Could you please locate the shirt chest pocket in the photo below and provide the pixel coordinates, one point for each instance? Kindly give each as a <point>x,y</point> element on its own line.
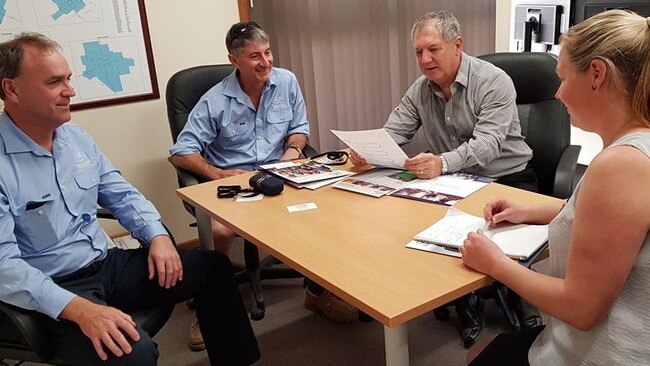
<point>279,120</point>
<point>34,225</point>
<point>84,199</point>
<point>236,131</point>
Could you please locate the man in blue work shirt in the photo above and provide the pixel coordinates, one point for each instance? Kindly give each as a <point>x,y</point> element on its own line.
<point>53,254</point>
<point>255,115</point>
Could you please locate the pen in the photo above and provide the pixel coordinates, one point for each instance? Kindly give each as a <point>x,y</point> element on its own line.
<point>486,227</point>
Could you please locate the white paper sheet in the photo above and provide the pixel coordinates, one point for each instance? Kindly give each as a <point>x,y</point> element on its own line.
<point>376,146</point>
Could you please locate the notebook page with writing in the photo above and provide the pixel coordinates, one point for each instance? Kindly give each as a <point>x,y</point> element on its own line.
<point>517,241</point>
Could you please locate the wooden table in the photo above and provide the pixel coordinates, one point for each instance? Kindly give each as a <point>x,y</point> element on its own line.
<point>354,245</point>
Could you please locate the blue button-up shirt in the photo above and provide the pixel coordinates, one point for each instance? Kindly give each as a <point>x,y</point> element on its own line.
<point>48,213</point>
<point>230,134</point>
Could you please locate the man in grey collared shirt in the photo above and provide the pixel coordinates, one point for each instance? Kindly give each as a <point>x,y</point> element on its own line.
<point>467,108</point>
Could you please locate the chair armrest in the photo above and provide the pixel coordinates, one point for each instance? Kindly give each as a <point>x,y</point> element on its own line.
<point>32,328</point>
<point>565,173</point>
<point>309,152</point>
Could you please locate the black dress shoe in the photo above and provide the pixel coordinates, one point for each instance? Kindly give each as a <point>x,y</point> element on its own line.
<point>471,323</point>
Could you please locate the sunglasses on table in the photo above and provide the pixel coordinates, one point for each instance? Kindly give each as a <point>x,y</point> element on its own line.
<point>233,191</point>
<point>331,158</point>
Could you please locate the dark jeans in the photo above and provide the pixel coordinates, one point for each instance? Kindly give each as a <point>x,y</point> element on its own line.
<point>508,349</point>
<point>121,281</point>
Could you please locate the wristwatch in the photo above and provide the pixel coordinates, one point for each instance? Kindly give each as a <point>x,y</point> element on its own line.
<point>295,148</point>
<point>443,165</point>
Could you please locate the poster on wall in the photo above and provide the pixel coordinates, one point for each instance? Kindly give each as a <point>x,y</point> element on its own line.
<point>106,43</point>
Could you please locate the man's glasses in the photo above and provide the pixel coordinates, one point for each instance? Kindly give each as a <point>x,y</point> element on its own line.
<point>235,190</point>
<point>331,158</point>
<point>238,30</point>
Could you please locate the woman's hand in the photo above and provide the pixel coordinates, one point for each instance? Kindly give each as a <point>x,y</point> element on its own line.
<point>481,254</point>
<point>501,209</point>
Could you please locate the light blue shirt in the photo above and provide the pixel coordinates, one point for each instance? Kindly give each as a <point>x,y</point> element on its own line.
<point>230,134</point>
<point>48,213</point>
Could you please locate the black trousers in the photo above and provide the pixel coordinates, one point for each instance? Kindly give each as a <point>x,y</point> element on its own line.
<point>508,349</point>
<point>121,281</point>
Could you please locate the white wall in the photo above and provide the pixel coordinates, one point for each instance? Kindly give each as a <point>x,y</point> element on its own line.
<point>136,136</point>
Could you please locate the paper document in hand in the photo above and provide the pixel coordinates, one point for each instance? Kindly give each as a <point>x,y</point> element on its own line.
<point>305,172</point>
<point>443,190</point>
<point>517,241</point>
<point>377,182</point>
<point>376,146</point>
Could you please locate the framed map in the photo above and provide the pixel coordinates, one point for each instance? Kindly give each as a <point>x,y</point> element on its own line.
<point>106,43</point>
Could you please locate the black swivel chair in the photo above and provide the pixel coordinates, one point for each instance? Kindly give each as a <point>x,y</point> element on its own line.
<point>544,119</point>
<point>23,336</point>
<point>546,127</point>
<point>184,90</point>
<point>547,130</point>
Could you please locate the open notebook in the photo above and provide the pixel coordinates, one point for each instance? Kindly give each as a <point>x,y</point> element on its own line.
<point>518,241</point>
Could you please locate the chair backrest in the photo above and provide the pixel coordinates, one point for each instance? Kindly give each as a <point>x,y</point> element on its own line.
<point>186,87</point>
<point>544,119</point>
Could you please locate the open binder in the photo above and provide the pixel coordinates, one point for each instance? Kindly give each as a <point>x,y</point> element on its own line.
<point>517,241</point>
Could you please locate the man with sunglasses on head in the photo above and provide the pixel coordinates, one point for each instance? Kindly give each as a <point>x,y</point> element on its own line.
<point>254,116</point>
<point>467,109</point>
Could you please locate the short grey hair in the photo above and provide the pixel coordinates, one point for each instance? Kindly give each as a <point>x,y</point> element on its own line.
<point>243,33</point>
<point>12,52</point>
<point>443,21</point>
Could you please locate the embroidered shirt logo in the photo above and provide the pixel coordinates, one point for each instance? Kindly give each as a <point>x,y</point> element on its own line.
<point>279,103</point>
<point>81,160</point>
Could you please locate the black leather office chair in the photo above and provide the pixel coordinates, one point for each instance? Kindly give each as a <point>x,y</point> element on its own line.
<point>23,336</point>
<point>184,90</point>
<point>546,127</point>
<point>544,119</point>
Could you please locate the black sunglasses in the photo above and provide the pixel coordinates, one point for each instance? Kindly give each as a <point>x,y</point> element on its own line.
<point>235,190</point>
<point>331,158</point>
<point>238,30</point>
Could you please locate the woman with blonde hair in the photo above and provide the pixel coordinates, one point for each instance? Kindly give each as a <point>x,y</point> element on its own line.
<point>597,295</point>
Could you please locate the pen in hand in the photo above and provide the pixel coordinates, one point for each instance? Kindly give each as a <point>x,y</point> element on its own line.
<point>486,227</point>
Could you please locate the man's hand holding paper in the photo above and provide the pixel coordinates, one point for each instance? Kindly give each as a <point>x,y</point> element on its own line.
<point>374,147</point>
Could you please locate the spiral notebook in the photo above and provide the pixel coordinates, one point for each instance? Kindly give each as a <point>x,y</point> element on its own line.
<point>518,241</point>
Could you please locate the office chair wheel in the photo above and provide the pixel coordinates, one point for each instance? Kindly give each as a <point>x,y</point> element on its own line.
<point>257,314</point>
<point>441,313</point>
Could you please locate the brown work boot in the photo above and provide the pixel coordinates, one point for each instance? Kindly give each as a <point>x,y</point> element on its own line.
<point>333,307</point>
<point>194,337</point>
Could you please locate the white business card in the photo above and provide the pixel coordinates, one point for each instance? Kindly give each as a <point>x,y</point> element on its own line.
<point>302,207</point>
<point>247,198</point>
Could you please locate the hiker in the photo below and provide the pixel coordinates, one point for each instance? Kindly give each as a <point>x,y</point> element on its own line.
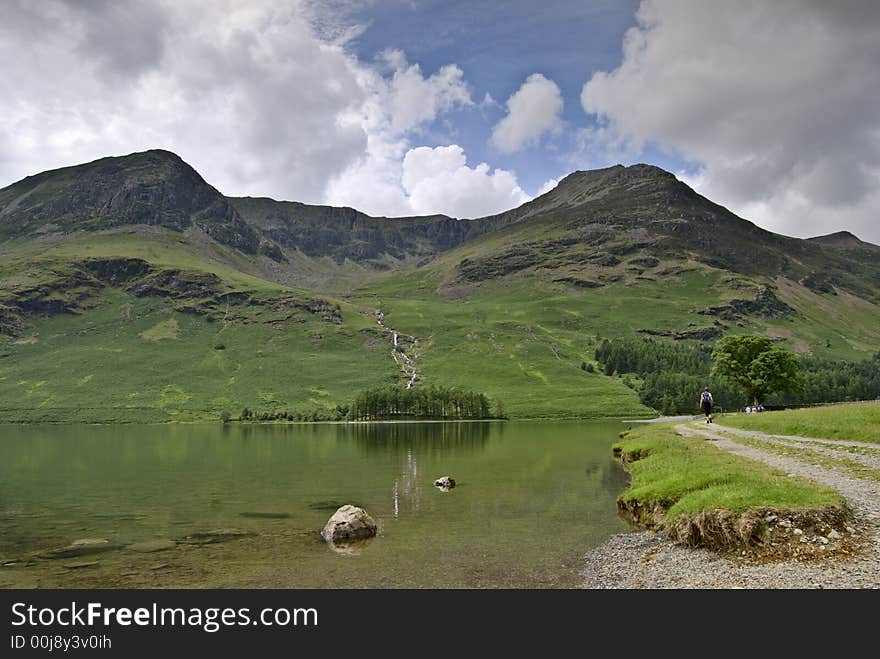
<point>706,404</point>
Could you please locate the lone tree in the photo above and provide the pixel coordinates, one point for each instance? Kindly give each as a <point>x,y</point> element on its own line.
<point>756,365</point>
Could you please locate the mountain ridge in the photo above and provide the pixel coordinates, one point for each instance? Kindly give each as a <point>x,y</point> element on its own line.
<point>131,289</point>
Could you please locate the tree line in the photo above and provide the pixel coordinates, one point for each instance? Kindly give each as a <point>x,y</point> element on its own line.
<point>671,377</point>
<point>422,403</point>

+---+

> [Requirement] Your copy should consist only of the lines from the line holding "Could you please locate the brown" through the final line of the listing above, both included, with all pictures omitted.

> [Reply to the exercise]
Could you please locate the brown work boot in the photo above and provide the pixel coordinates, one point for each instance? Kindly give each as a <point>x,y</point> element on its own line.
<point>333,307</point>
<point>194,337</point>
Could you please locate the white business card in the photo above and provide the pixel coordinates, one point for each instance? Kindly give each as a <point>x,y</point> element on its own line.
<point>302,207</point>
<point>247,198</point>
Could you please locate the hiker in the photo below and provide the pixel coordinates, one point for each instance? Kindly give each as a <point>x,y</point> element on its own line.
<point>706,404</point>
Could you please locate the lone tree in the photo above and provide the pixel coordinates, one point for each instance? Kindly give each as a <point>x,y</point> element on its own line.
<point>756,365</point>
Could you please locate the mountain ridge in the photo above and provide the pixel coordinates, one point for each instance? Kindly give each as a <point>x,y</point> element on its own line.
<point>131,289</point>
Could you please locate the tree line in the photo above and provide the pixel coordinates, one point for each instance? Kindly give each as a <point>x,y</point> element on its own line.
<point>671,377</point>
<point>422,403</point>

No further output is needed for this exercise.